[Opening PAGE TEXT section]

Matt – Caustic has been around since 2002 and I’ve been releasing music since 2004—I’ve put out six full lengths, a few EPs, and a bunch of remix albums under the name and the sound jumps styles a lot.  Basically it’s a punk industrial project, regardless of where the sound goes.

 

WSR – Your music isn’t the norm which in some cases may not appeal to some people, but you actually have a rather large loyal fan base.  What do you feel it is about your music then when people hear it if they like it they REALLY like it?

Matt – Most of the people that seem to dig what I do just like variety and aren’t always into cookie cutter music that fits easily into one category.  I’ve been very fortunate in that I’ve really been able to connect with people who listen to my music through all sorts of methods—I write blogs on different aspects of the music business, I used to do a podcast interviewing other artists, and I’m pretty damn all over the place on Facebook and Twitter.  It’s given people a chance to get to know a lot of things about me and how I feel about stuff.

To answer the question more directly, I think people appreciate the energy a lot.  I put myself into my music 110% and think, ideally, that the passion shows.  And this is for my chaotic live shows as much as my albums.  I’m driven like a motherfucker to create and to push myself as hard as I can.  You hear so much mundane “off the rack” music that can fit any playlist.  I’m trying to tailor my shit to a different audience that appreciates diversity and a bit of a challenge.  Nothing I do is revolutionary, but I try to put something special into any song I do to make it stand out as an “Official Caustic Track”.

[Closing PAGE TEXT section]
[Opening INFORMATION SUPPLIED section]

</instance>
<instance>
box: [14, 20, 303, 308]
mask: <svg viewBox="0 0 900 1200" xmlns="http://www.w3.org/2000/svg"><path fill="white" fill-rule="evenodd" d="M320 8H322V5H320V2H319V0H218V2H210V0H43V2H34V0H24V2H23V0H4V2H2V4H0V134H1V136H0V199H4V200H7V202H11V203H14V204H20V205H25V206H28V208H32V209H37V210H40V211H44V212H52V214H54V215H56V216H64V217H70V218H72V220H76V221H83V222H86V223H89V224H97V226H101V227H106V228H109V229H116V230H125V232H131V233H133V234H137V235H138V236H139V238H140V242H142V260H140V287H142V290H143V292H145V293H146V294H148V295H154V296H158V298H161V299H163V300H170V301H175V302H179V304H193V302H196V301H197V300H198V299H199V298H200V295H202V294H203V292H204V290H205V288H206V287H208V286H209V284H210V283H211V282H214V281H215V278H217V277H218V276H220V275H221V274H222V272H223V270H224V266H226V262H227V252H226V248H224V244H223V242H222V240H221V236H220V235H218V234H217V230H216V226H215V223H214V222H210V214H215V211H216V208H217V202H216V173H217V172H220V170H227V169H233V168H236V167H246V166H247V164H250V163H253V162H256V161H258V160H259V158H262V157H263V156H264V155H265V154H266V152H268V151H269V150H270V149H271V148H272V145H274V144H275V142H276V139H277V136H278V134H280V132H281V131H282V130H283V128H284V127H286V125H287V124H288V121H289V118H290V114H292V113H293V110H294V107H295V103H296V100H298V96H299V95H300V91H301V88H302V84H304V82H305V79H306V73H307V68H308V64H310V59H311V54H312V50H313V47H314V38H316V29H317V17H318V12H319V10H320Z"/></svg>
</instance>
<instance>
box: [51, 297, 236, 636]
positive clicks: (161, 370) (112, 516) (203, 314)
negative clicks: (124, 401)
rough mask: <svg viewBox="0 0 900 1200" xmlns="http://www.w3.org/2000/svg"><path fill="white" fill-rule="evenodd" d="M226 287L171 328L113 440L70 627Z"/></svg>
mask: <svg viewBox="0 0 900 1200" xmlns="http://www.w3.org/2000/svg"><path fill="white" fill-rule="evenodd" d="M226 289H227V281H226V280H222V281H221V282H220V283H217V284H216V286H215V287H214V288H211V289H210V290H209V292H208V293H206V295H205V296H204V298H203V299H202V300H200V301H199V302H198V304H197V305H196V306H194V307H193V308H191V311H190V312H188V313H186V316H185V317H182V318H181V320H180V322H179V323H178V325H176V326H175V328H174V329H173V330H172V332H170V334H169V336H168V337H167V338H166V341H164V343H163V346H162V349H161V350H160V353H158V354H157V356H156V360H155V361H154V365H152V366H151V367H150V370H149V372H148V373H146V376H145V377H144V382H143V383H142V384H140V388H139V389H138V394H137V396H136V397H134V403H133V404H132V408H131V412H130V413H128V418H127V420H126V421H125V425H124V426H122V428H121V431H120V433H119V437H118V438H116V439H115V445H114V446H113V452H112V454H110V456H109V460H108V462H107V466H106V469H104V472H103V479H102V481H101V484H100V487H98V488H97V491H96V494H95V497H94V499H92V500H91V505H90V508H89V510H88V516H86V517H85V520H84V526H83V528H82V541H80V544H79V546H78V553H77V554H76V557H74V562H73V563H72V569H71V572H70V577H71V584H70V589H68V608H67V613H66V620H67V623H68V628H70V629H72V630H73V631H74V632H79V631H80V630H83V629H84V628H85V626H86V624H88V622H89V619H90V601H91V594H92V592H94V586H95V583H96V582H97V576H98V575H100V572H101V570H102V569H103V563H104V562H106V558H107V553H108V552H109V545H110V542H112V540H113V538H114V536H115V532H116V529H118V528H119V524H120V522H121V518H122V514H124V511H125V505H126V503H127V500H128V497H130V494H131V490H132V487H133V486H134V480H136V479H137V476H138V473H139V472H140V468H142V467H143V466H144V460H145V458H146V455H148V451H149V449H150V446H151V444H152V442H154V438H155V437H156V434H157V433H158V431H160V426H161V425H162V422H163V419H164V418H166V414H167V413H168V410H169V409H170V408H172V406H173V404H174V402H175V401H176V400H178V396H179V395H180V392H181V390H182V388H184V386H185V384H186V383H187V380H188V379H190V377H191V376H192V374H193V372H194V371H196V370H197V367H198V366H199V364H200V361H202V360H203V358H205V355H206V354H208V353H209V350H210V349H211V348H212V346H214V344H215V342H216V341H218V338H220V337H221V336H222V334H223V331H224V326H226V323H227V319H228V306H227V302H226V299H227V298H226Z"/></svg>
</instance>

[Closing INFORMATION SUPPLIED section]

▶ [EXERCISES TO COMPLETE]:
• 1. In the Caustic interview, please rewrite the passage between "Matt – Most" and "feel about stuff.", inclusive, substituting "radio show" for "podcast".
• 2. Proceed with the Caustic interview from the point where it stops.

▶ [OUTPUTS FOR THE TASKS]:
• 1.
Matt – Most of the people that seem to dig what I do just like variety and aren’t always into cookie cutter music that fits easily into one category.  I’ve been very fortunate in that I’ve really been able to connect with people who listen to my music through all sorts of methods—I write blogs on different aspects of the music business, I used to do a radio show interviewing other artists, and I’m pretty damn all over the place on Facebook and Twitter.  It’s given people a chance to get to know a lot of things about me and how I feel about stuff.

• 2.
 

WSR – What do you feel is the importance of the healthy balance of seriousness and mirth which is very prevalent in your music?

Matt –I’ve always felt that you can make a better point using humor at times than by just pummeling people with the same insincere, trite bullshit.  Industrial as a genre has always had a sense of humor—usually a really dark one—but my music comes as much from punk as it does industrial, and part of punk is giving the finger to all the insincerity and bullshit in this world.

Frankly, I really don’t believe most artists making industrial/EBM these days believe what they write about.  They just think it’s the easiest path to success.  They don’t realize that the artists they’re ripping off became popular because they did something with a unique twist and had an original voice, not because they towed the line and tried to blatantly sound like their inspirations.

 

WSR – Your new EP has a very different title, why did you choose that title?

Matt – Last year Metropolis released a weird, massive concept-y album I did called The Man Who Couldn’t Stop.  Each of the 18 tracks was inspired in some way by the 18 chapters of Ulysses by James Joyce.  To complicate things further I had two storylines in there as well, but I couldn’t finish those two storylines in the 18 tracks so this EP essentially completes The Man Who Couldn’t Stop.

And the title Coprophagia/Consummatia sounds pretentious but it loosely (very loosely) translates to “Eat Shit/Fuck You” in Latin, which is a sample I use on the track Bury You Alive on the main album.  I thought it would be funny to sound as “educated” as possible with as stupid a title as possible.

 

WSR – What would you like to say to all those people who have helped create your music via Kickstarter and how do you feel crowd funding is affecting the music industry as a whole?

Matt – Outside of a massively  grateful “thank you” (which I’ve already said a ton of times), I’d say that because of Kickstarter a lot of interesting project that may not have been able to afford to be created got a chance.  That’s really cool for art in general in my mind and allows artists to not put themselves into major debt to do what they love.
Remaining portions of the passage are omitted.